• [Description of the task]: Somewhere below are a line with "eyebrow as (x, y), one per line" and a later line with "rail as (x, y), one per line". Output exactly those lines and all lines between them.

__________________________________________________

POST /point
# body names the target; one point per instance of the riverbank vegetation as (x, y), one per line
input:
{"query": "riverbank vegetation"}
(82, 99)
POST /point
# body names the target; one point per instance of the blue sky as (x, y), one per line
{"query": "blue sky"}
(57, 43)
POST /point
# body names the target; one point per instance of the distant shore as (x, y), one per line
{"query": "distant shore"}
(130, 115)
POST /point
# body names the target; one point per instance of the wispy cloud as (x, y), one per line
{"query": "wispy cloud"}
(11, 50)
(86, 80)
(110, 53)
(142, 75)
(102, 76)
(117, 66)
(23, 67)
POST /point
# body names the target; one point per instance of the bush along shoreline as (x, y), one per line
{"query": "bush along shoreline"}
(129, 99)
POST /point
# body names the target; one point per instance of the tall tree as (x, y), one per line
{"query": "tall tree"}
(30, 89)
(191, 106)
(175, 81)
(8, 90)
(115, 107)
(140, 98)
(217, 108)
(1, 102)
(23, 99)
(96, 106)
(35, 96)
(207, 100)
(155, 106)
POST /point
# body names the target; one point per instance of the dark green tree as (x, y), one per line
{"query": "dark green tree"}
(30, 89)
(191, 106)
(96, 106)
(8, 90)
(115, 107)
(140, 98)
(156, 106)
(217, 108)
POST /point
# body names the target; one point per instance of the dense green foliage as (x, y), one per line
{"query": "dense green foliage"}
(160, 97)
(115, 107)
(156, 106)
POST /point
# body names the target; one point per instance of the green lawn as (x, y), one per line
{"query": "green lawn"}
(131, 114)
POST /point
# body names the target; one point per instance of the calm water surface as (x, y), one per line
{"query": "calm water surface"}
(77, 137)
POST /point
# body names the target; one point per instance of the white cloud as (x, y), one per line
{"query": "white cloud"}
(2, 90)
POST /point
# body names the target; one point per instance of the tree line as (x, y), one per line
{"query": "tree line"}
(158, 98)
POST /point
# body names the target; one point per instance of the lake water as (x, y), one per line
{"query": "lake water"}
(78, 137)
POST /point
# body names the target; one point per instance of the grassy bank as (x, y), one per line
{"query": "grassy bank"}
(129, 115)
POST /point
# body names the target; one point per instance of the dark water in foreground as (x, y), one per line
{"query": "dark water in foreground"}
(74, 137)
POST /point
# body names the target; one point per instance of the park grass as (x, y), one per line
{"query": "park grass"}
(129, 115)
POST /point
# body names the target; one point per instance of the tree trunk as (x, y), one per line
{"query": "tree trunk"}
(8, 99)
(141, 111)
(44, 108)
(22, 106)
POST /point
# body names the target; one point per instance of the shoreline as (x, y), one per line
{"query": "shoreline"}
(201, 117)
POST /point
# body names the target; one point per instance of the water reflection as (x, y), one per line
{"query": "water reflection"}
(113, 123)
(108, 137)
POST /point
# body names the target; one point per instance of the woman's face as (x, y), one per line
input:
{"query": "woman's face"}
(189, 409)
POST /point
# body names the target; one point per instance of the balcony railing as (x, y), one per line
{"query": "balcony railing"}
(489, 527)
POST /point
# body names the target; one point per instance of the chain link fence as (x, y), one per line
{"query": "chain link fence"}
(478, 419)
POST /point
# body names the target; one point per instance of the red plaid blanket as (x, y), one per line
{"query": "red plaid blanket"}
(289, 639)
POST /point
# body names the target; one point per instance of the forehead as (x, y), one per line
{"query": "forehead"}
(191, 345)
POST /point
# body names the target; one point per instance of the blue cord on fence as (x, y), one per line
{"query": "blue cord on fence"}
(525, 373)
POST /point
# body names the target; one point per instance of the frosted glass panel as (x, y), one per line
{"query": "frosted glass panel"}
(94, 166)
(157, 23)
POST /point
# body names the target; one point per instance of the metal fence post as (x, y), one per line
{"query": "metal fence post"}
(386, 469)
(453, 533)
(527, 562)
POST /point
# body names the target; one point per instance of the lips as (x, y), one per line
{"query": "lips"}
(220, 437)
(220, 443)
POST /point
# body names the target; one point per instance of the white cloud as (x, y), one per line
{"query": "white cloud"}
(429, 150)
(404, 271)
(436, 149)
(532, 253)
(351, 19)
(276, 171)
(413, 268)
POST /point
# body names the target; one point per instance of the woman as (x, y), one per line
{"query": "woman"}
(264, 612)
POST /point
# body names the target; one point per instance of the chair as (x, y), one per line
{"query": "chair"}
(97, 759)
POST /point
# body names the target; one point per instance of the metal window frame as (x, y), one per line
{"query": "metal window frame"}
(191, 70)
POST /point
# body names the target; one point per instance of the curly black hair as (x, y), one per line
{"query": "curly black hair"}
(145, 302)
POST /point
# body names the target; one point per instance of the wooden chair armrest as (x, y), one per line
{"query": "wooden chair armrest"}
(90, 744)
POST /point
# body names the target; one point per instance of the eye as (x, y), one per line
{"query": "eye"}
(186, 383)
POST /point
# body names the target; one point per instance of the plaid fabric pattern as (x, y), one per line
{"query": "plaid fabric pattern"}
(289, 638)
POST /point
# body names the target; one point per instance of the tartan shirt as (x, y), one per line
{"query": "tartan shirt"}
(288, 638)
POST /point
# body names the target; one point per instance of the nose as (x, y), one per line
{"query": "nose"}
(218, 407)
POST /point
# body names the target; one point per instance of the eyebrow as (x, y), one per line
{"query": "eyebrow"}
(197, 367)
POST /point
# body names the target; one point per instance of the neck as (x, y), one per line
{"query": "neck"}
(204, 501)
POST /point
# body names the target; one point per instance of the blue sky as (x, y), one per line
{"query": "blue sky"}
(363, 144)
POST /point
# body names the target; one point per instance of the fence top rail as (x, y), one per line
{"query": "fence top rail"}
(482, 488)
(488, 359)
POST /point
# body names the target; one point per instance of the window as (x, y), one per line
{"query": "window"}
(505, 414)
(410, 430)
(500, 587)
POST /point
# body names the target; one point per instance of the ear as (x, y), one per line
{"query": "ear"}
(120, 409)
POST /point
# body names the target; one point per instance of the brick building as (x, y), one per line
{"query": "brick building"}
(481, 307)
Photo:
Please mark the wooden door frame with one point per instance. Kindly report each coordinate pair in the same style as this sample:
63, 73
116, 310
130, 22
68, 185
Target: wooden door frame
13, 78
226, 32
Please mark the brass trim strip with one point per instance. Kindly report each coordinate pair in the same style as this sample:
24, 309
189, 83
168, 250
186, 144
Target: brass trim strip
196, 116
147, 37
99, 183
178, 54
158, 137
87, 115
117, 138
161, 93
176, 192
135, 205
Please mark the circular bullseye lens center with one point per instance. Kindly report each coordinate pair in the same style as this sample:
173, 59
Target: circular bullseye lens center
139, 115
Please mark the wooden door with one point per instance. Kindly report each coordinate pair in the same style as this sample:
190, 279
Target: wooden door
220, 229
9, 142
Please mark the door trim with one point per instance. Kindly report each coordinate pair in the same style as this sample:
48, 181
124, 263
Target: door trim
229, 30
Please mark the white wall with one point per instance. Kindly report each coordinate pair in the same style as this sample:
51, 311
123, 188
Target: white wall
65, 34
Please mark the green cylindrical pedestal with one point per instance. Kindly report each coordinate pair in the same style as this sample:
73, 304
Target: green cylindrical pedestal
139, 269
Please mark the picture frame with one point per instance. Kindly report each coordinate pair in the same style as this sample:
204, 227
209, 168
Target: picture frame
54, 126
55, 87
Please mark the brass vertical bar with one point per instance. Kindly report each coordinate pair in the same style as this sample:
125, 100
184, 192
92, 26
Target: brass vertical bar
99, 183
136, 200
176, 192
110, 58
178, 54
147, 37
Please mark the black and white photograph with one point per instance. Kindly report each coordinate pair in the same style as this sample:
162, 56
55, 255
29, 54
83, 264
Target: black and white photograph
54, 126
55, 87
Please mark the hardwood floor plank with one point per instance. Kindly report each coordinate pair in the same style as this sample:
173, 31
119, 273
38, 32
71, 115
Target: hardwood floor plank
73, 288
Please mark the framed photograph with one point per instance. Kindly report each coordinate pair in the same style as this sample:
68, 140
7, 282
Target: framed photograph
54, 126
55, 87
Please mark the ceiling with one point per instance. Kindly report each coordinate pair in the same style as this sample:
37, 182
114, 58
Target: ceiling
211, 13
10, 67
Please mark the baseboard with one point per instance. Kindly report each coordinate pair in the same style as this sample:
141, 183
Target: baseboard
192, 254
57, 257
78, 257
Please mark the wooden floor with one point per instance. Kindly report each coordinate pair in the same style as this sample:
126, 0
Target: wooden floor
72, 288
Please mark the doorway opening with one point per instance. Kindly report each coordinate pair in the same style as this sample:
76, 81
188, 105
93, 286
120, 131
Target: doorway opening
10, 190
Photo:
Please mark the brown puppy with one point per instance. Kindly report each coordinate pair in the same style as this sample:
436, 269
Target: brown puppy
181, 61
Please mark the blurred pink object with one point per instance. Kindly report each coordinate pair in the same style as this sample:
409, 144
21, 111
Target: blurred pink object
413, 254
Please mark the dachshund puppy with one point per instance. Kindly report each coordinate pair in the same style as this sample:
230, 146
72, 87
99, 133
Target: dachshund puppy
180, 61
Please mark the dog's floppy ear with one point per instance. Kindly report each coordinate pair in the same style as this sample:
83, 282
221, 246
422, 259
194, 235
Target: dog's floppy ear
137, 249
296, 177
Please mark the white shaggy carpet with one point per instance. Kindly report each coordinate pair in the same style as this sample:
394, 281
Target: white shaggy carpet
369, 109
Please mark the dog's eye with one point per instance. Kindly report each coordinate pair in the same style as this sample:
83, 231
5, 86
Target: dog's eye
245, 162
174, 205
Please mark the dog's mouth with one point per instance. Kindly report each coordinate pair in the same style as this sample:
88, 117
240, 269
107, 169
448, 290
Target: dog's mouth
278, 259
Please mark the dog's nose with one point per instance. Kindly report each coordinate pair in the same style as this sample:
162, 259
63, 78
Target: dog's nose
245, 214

__________________________________________________

• [Result below]:
# body names the target; one point per instance of the eyebrow as (x, y), one per line
{"query": "eyebrow"}
(197, 367)
POST /point
# body names the target; one point per instance of the neck as (x, y), one per line
{"query": "neck"}
(204, 501)
POST /point
# body names the target; one point per instance of the blue sky as (x, y), one per line
{"query": "blue sky"}
(363, 144)
POST /point
# body names the target; one point per instance of the fence top rail as (x, y), one per line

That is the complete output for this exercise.